Work required: The word "wooden" marks the lines to copy; find all of them in the entries below.

Point localization data:
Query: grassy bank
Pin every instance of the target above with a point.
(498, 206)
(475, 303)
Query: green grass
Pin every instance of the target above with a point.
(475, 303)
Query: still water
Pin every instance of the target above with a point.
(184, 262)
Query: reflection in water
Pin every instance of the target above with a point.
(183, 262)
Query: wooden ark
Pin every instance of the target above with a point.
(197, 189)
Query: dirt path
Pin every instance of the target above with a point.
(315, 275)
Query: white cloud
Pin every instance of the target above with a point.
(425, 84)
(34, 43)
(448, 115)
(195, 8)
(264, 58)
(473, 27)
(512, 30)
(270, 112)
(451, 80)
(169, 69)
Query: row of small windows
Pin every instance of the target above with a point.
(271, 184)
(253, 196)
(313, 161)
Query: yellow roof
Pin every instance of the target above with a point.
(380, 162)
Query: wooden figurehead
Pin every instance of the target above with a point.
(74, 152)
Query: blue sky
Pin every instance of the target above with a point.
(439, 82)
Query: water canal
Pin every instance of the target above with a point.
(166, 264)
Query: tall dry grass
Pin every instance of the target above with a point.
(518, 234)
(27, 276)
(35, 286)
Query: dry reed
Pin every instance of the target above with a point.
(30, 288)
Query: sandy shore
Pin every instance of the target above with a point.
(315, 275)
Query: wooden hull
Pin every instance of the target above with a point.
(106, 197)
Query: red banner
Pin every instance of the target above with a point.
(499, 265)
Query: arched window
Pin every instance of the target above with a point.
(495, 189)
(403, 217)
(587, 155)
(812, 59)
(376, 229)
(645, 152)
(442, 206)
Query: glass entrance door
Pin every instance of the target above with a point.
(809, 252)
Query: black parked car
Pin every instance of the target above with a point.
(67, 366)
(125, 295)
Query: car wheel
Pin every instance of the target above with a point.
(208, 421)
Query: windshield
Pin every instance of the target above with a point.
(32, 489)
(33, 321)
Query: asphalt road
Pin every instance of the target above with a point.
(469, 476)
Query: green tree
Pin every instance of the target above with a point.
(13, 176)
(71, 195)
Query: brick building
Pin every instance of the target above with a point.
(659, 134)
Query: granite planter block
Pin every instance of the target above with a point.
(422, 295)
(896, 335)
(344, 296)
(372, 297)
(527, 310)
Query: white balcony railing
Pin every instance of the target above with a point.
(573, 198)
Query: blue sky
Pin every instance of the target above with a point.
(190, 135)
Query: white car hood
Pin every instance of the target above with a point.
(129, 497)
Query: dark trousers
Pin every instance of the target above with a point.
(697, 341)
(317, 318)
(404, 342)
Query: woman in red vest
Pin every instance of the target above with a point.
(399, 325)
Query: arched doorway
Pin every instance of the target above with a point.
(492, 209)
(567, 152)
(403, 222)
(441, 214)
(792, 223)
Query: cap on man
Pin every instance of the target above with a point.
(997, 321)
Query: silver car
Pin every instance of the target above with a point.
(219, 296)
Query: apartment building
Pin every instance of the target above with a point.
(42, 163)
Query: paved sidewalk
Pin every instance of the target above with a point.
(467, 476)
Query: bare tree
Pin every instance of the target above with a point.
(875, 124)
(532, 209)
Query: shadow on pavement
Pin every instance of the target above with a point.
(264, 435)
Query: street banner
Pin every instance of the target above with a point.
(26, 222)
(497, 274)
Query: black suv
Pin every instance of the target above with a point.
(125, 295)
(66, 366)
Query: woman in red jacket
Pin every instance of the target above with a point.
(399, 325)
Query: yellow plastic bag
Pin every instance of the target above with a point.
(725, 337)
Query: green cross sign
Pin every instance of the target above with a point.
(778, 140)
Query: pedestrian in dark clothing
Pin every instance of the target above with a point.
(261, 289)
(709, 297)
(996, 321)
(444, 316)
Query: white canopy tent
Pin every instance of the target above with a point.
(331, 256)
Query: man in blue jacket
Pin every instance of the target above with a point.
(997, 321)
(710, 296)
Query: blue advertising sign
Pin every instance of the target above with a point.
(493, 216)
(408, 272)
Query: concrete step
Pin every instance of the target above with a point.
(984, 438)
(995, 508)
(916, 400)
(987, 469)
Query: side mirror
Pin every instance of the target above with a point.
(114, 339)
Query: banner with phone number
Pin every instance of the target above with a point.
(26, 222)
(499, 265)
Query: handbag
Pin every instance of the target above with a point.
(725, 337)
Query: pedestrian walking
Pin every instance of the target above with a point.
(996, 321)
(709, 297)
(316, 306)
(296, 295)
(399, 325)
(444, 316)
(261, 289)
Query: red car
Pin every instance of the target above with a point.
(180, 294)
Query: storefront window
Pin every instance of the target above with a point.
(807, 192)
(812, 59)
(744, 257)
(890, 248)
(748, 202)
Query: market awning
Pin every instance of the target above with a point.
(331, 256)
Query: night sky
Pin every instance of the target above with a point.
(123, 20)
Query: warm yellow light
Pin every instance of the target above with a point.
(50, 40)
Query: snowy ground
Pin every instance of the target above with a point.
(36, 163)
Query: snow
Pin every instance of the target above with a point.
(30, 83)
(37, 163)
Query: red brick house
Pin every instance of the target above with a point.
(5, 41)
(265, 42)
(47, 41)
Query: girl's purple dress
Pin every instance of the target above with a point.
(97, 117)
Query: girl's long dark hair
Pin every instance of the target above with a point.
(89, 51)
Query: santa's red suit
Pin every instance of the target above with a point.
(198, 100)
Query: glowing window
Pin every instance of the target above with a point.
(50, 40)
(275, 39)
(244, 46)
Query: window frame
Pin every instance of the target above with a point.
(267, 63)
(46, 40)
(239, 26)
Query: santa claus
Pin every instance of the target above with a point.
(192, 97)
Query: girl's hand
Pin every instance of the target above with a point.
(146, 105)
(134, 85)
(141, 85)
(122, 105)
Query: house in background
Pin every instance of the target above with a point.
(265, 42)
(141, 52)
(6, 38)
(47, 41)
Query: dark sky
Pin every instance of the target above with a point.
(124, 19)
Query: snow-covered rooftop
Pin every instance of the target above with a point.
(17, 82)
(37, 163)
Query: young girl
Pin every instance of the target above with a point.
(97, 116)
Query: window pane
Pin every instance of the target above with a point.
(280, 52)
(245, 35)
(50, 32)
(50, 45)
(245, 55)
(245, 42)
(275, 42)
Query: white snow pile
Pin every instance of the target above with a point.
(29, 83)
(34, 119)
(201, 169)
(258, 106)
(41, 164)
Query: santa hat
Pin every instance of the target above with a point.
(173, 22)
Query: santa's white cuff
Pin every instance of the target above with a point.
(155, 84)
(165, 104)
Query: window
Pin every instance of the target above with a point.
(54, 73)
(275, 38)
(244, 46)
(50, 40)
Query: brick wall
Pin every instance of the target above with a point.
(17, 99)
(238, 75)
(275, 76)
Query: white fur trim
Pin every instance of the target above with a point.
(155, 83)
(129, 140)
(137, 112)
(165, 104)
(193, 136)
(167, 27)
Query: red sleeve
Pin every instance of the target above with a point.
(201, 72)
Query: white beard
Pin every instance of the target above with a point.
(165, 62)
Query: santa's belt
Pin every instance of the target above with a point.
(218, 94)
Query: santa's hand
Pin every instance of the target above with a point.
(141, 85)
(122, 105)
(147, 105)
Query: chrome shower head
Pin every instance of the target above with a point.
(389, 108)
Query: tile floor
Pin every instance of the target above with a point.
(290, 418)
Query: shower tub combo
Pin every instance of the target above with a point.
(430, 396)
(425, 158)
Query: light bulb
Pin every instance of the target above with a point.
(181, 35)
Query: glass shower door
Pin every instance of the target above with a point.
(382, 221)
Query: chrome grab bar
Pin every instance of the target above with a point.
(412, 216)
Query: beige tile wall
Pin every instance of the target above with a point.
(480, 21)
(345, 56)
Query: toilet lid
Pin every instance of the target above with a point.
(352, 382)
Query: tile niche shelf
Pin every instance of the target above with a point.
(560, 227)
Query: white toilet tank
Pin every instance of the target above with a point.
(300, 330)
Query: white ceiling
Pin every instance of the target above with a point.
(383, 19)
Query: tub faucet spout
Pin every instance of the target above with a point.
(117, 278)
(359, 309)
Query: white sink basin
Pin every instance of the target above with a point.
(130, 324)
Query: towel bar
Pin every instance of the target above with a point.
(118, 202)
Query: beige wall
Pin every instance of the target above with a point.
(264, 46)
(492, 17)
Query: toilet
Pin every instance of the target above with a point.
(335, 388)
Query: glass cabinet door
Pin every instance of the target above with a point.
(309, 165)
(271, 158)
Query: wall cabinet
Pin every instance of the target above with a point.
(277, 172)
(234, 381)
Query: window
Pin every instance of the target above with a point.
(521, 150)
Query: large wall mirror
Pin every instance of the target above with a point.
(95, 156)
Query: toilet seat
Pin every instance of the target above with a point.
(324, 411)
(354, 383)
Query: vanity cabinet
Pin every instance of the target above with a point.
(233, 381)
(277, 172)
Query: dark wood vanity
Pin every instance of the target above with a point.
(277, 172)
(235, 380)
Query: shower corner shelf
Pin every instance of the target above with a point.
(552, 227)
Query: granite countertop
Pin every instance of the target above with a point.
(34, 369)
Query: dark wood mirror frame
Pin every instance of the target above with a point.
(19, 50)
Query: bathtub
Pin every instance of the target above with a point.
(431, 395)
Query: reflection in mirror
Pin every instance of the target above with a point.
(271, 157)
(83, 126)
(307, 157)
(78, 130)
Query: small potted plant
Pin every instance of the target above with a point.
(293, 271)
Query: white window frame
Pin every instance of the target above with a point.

Exercise solution:
Query: wooden ark
Query: wooden figurehead
Query: wooden hull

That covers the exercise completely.